◆ EXERCISE TASK
Please swap "photo" for "image" in the rows below, starting with the line with "Would you mind picking out the stone statue" and going on through the line with "<point>197,187</point>", with everything else unchanged. Give only those lines back, and leave the pictures out.
==== ENTRIES ====
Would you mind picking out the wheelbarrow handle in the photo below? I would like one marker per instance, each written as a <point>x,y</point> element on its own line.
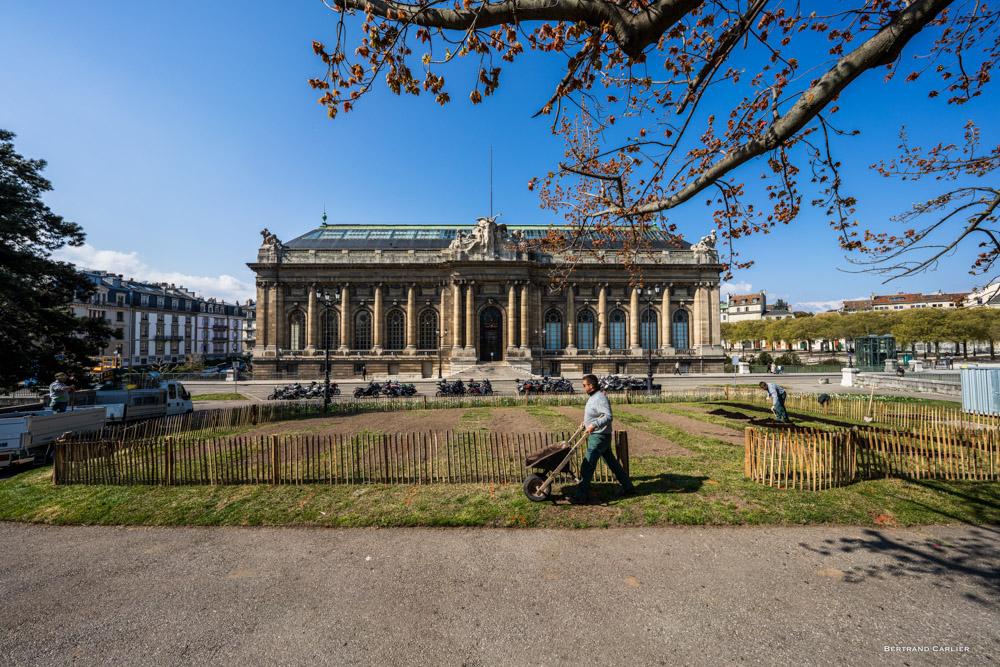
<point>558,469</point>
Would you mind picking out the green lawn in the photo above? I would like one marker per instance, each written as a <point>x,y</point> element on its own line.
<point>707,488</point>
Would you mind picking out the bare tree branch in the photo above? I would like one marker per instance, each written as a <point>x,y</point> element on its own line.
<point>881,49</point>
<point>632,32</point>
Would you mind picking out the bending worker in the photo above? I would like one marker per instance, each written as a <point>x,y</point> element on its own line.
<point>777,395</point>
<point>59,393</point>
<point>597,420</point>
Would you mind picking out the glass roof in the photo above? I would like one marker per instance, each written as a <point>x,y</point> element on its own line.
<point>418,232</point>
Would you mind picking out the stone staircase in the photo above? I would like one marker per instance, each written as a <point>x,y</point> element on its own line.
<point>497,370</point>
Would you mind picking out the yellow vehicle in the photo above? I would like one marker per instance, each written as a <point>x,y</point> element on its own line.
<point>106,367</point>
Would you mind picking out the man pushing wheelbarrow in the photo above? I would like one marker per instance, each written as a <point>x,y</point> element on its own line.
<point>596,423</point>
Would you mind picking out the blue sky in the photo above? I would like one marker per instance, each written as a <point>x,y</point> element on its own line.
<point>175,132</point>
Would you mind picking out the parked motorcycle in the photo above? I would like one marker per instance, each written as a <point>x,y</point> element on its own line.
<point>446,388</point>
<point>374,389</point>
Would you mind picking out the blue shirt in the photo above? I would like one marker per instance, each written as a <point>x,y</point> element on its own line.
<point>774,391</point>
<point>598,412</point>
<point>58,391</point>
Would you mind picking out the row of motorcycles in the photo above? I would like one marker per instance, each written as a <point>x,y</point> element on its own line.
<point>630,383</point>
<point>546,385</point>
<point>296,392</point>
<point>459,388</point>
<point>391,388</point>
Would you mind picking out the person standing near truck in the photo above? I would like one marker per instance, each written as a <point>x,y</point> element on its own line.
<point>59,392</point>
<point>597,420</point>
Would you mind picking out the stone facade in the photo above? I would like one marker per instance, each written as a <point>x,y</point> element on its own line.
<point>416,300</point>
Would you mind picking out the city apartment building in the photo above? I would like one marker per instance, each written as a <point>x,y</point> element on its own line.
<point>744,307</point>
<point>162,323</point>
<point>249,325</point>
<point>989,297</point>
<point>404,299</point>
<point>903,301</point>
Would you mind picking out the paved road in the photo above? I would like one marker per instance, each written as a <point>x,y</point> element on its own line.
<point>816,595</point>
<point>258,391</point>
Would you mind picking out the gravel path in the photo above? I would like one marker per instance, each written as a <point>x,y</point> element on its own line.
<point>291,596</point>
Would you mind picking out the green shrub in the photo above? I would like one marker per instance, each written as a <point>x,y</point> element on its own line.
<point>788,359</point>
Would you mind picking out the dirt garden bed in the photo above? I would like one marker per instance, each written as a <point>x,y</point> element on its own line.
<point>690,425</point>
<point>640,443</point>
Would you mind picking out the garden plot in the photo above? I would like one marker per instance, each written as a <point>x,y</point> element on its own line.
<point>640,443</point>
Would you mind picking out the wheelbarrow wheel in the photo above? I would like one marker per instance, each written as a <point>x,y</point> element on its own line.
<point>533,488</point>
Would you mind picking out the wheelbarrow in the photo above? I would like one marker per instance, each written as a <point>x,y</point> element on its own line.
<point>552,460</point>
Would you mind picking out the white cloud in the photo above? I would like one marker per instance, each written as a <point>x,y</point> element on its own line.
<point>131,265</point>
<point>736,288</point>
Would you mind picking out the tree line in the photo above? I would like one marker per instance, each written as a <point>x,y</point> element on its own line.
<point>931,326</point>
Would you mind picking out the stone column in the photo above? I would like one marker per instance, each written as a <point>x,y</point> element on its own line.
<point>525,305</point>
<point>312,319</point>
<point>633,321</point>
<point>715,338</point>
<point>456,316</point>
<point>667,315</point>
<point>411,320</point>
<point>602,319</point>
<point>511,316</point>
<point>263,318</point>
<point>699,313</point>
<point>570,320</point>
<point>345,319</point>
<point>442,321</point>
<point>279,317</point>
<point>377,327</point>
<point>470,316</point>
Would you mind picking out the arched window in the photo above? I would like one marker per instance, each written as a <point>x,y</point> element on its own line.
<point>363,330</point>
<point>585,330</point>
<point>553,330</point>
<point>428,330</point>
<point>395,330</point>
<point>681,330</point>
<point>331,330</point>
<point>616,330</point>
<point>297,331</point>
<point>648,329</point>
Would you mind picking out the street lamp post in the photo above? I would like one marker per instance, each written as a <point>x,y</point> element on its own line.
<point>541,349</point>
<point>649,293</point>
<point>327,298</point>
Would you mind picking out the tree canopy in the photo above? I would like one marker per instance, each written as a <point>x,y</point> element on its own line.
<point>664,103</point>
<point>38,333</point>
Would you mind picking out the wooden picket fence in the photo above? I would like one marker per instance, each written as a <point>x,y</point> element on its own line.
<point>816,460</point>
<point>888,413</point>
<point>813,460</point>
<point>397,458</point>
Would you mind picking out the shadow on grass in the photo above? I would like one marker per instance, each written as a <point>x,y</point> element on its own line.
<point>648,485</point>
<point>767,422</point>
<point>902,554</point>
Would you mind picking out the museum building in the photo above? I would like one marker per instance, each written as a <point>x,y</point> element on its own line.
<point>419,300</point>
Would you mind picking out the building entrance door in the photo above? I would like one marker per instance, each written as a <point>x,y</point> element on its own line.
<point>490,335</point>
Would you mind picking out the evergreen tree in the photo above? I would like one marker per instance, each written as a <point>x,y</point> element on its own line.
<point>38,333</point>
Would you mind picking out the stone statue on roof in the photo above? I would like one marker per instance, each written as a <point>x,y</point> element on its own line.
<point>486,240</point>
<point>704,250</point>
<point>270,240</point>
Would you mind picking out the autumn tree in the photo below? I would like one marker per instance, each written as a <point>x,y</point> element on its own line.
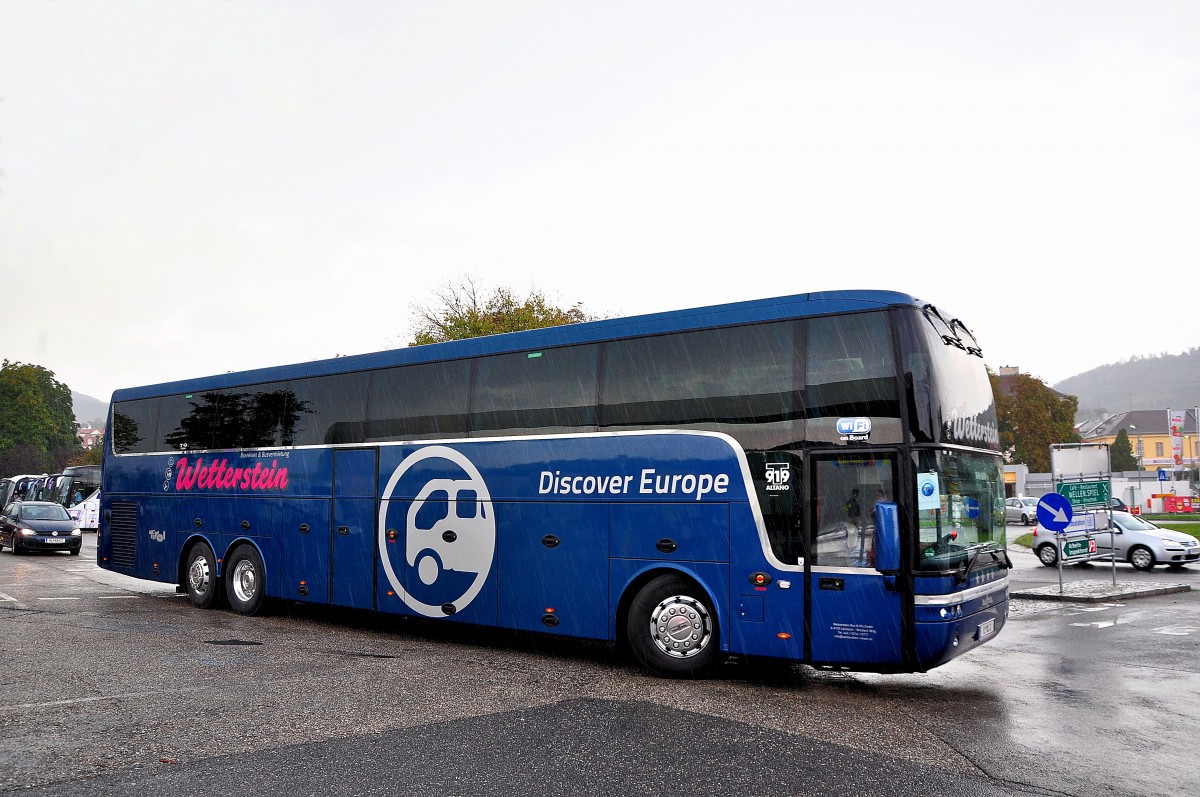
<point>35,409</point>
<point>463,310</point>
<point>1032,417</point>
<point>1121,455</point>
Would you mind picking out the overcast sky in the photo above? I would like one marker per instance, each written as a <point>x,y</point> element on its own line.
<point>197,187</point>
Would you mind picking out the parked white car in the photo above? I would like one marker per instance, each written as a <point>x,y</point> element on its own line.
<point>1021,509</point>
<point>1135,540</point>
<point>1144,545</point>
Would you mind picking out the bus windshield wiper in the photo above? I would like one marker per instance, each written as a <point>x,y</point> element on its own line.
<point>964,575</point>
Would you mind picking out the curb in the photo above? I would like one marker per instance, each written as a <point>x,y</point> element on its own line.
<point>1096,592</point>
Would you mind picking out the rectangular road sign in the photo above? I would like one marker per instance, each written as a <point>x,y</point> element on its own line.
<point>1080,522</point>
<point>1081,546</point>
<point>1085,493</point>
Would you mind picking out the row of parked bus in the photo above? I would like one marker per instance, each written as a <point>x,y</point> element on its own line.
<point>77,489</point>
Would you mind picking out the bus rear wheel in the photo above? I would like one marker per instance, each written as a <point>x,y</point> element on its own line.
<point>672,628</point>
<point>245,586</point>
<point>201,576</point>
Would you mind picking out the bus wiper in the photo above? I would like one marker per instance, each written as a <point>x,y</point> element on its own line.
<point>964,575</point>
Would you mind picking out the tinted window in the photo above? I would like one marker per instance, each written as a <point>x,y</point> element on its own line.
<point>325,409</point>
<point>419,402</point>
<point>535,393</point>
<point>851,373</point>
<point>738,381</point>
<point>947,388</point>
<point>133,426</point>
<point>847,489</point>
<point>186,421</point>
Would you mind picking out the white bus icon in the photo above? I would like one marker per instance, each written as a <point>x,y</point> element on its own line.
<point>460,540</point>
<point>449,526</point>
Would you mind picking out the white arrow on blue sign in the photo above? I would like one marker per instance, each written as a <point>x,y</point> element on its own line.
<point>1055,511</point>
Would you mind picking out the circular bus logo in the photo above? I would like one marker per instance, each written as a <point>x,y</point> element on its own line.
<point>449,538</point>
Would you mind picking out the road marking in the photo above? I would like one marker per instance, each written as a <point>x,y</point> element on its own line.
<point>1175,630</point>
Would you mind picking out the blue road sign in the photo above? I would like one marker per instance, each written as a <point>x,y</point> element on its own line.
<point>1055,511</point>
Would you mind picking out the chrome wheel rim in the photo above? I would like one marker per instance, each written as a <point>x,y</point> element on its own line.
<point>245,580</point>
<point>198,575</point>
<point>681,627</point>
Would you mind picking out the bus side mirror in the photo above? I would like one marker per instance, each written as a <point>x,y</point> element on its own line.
====
==== ENTRIES ====
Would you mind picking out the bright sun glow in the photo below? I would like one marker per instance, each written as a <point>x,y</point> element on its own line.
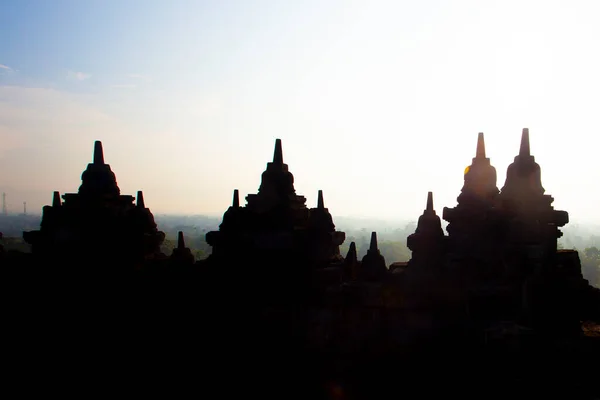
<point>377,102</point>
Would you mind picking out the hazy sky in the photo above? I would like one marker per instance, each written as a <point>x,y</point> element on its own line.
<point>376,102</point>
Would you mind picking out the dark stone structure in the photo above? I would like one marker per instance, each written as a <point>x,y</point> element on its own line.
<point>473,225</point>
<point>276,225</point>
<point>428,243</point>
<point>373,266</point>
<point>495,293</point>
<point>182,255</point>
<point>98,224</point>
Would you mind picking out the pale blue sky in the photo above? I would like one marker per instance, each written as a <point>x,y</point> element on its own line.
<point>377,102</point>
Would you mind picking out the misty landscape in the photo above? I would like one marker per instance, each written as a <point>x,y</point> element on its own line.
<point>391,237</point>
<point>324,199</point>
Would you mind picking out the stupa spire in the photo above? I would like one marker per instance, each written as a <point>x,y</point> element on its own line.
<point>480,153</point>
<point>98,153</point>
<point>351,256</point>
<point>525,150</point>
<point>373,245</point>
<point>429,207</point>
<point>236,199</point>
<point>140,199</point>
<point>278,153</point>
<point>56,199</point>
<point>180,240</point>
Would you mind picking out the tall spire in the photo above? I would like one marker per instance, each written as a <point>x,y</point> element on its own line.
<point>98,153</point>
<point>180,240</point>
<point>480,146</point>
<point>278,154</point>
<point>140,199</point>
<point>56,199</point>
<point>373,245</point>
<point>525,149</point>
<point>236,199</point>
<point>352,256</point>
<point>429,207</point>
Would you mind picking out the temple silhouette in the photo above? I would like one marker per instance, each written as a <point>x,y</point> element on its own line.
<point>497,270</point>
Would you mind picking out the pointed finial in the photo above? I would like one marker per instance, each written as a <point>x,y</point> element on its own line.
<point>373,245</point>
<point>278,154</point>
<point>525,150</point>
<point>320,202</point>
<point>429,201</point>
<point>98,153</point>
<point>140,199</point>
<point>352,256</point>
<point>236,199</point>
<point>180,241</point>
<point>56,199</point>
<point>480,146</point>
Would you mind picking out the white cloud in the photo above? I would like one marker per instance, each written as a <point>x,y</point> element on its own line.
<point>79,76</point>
====
◆ OUTPUT FOR THIS TASK
Would you mind picking out the stone statue on roof in the image above? I would like one marker per instance, each written as a <point>x,y</point> element on its own line.
<point>486,240</point>
<point>704,250</point>
<point>270,240</point>
Would you mind picking out the autumn tree in the image below? I would like one marker per instance, each written as a <point>x,y</point> element on its own line.
<point>35,409</point>
<point>463,310</point>
<point>1032,417</point>
<point>1121,455</point>
Would you mind picking out the overcast sky in the image above? I would like one marker per instance, each written as a <point>x,y</point> element on its own line.
<point>197,187</point>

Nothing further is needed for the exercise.